Vous pensez que la console de Nintendo est seulement la chasse gardée du grand public? Ravalez vos certitudes et tendez les bras à ce titre qui vous donnera l’occasion de faire jaillir des geysers d’hémoglobine. Aux confluents de l’esthétique d’un Sin […]

Après un No More Heroes très violent (quoiqu’amputé de ses gerbes de sang en Europe), la Wii voit arriver dans son catalogue un jeu débordant de plaisirs sadiques qui fera très certainement date dans l’histoire du secteur vidéoludique. En effet, MadWorld marque par son contenu politiquement très incorrect mais aussi parce qu’il arrose une imagerie «bon enfant» de la console de Nintendo de gore et autres tripes bien dégoulinantes. Il n’y a pas à dire, ce genre de sortie risque de ne pas être du goût de tout le monde, à commencer par les détracteurs du jeu vidéo qui y voient là un monde du divertissement vulgaire qui fait l’apologie de vices variés.

• Données sources
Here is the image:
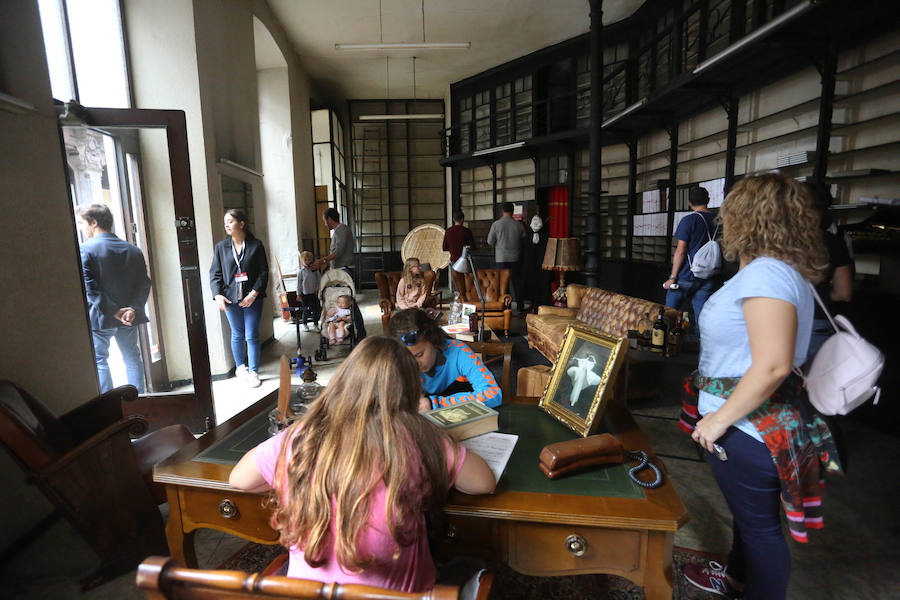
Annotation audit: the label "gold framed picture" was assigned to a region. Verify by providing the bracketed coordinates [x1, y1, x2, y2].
[540, 325, 628, 437]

• Tâches à faire
1 - Dites si chaque affirmation concorde avec le passage sur MadWorld, par oui ou non, en citant mot pour mot les termes du texte qui tranchent. (a) No More Heroes est sorti en Europe avec toutes ses gerbes de sang. (b) Ce genre de sortie pourrait ne pas plaire à tout le monde. (c) Les détracteurs du jeu vidéo y voient un divertissement raffiné.
2 - Extrayez du passage sur MadWorld, sans rien changer, la partie qui s’ouvre sur les mots contenant « Après un No » et se clôt sur « de vices variés. ».

• Réponses
1 -
(a) Non : « quoiqu’amputé de ses gerbes de sang en Europe ».
(b) Oui : « ce genre de sortie risque de ne pas être du goût de tout le monde ».
(c) Non : « un monde du divertissement vulgaire qui fait l’apologie de vices variés ».

2 -
Après un No More Heroes très violent (quoiqu’amputé de ses gerbes de sang en Europe), la Wii voit arriver dans son catalogue un jeu débordant de plaisirs sadiques qui fera très certainement date dans l’histoire du secteur vidéoludique. En effet, MadWorld marque par son contenu politiquement très incorrect mais aussi parce qu’il arrose une imagerie «bon enfant» de la console de Nintendo de gore et autres tripes bien dégoulinantes. Il n’y a pas à dire, ce genre de sortie risque de ne pas être du goût de tout le monde, à commencer par les détracteurs du jeu vidéo qui y voient là un monde du divertissement vulgaire qui fait l’apologie de vices variés.